#### Provided material
● ● ● ●

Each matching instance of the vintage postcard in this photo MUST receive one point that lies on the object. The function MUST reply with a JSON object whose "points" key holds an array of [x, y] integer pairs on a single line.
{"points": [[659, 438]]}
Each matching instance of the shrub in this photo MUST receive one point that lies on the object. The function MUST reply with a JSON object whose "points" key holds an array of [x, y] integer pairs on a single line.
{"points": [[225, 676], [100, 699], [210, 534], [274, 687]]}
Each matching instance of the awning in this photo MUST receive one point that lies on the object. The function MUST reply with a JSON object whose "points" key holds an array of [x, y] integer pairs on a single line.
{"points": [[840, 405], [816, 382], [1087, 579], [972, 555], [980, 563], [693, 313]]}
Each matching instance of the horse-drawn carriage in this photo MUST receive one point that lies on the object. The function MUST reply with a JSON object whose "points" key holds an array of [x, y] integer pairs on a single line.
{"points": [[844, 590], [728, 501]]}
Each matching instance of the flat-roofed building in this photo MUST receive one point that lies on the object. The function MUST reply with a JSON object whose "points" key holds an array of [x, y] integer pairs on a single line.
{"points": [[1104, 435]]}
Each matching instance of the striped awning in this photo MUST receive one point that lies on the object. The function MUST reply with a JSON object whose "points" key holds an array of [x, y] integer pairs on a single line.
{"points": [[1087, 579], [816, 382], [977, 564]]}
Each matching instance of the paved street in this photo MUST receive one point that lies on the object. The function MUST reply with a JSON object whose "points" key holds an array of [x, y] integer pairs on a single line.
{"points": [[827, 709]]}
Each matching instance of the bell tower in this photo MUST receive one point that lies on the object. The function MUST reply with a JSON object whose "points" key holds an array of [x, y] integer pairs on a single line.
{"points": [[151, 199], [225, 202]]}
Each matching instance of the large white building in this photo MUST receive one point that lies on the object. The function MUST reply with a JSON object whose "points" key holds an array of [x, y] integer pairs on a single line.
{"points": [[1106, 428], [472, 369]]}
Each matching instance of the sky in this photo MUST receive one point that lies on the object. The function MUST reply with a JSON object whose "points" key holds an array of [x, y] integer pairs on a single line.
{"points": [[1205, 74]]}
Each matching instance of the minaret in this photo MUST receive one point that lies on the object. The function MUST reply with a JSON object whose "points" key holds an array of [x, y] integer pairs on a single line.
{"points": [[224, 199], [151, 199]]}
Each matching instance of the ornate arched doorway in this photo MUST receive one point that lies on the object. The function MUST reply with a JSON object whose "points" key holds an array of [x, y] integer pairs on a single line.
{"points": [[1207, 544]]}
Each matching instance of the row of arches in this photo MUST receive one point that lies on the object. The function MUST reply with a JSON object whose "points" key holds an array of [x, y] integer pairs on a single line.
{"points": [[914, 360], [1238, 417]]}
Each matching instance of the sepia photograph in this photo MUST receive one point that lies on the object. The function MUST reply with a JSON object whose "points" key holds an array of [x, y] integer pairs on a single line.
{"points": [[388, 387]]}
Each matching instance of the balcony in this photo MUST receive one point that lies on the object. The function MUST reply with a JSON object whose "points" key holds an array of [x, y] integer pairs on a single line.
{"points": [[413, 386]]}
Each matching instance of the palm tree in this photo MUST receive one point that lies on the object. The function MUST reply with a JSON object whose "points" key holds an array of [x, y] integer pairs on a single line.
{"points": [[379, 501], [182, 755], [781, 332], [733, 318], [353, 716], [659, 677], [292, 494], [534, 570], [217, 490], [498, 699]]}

● ● ● ●

#### Task requirements
Set every record down again, exactly as given.

#### Solution for this task
Each matching instance of the vintage postcard in this photo MUST receive one point that lies on the object. The function MUST reply with a JSON object whose "points" key holds an array of [x, y] integer pairs on a single line.
{"points": [[659, 438]]}
Each matching instance of the shrub in this photo MUST receive one point that lies on the object. The function MUST reply with a JSON object whose "points" key holds an array of [x, y] integer pairs on a single line.
{"points": [[225, 676], [100, 699], [210, 534], [274, 687]]}
Each matching instance of the awning in this photo MUST receive one point that lies on the object. The function MUST reply with a JSON object whose "points" key holds an array of [x, y] integer pairs on a single line.
{"points": [[840, 405], [816, 382], [1087, 579], [972, 555], [980, 563], [693, 313]]}
Each matching instance of the horse-drawn carriage in this photo MUST receive one point that lies on the object. The function MUST reply with a JSON object whose "points" key holds an array of [x, y] integer pairs on a single line.
{"points": [[844, 590], [728, 501]]}
Each matching instance of the flat-roofed building in this photo MUST receive one point that lies on the object. The function MUST reply with a JSON object whose "points" key holds an array of [x, y] integer pairs on a single line.
{"points": [[1104, 435]]}
Each matching instance of the striped awning in this photo MUST receive one point that lies on the object. The function MUST reply with a JSON object whose "points" key holds an array of [x, y] integer pairs on a single line.
{"points": [[1087, 579], [816, 382], [977, 564]]}
Each matching instance of the paved street in this photo MUST receive one point that lies on the object. The function MUST reply with a JSON object whose "points" key holds an array of [x, y] integer pairs on a single line.
{"points": [[827, 709]]}
Each matching instance of the bell tower in this photo MUST receive one point that lies on the object. The function MUST reply with a JSON object whose "points" key holds an array of [x, y] integer pairs on a single line.
{"points": [[151, 199], [225, 202]]}
Each matching instance of the large white building in this photo MUST receive one point that lies on the object. The function MUST reply with a JSON object whose "points" key holds an array of [x, y] integer pairs on a single line.
{"points": [[1106, 428], [472, 369]]}
Each matching instance of the sky in this photo MUST receive one point that lies on the object. The function MUST reply with a JSON object whose "points" key holds an array of [x, y] integer pairs on a single line.
{"points": [[1205, 74]]}
Each matching instance of the minaret in this photo MUST receive one point that lies on the object. The function MUST reply with a JSON object whose "points" key holds an array of [x, y] integer pairs on a single line.
{"points": [[224, 199], [151, 199]]}
Each matching instance of the ornate arched doorway in this photo MUST receive one point that lies on the object. The function MUST reply with a JSON object whose "points" key holds an array of [x, y] integer pairs on a single line.
{"points": [[1207, 544]]}
Each matching instance of the row of arches in this photo MUST receive one point that lies on the object. The function MUST reply with a JSON object whose "points" key holds an array of [x, y] integer pairs on a single line.
{"points": [[914, 360], [1238, 417]]}
Each matching instance of the sepia photograph in this photo MUST receive one point that lies on the object. The function MUST reply with a JSON object whose "points" key holds an array of [x, y] integer pairs on a single line.
{"points": [[388, 387]]}
Each matching instance of the balcony in this photo MUST receive one point that lies on the object. The function MUST reply with a JSON object whose "points" key holds an array of [x, y] integer pairs on a single line.
{"points": [[413, 386]]}
Each matching instance of the palm tree in this photo MUST receive one point that lies on the object. The function MUST reply with a JSON object whose "points" key holds an array of [x, y] integer pairs on a single line.
{"points": [[379, 501], [182, 755], [781, 332], [733, 318], [353, 716], [659, 677], [292, 494], [534, 570], [217, 490], [498, 699]]}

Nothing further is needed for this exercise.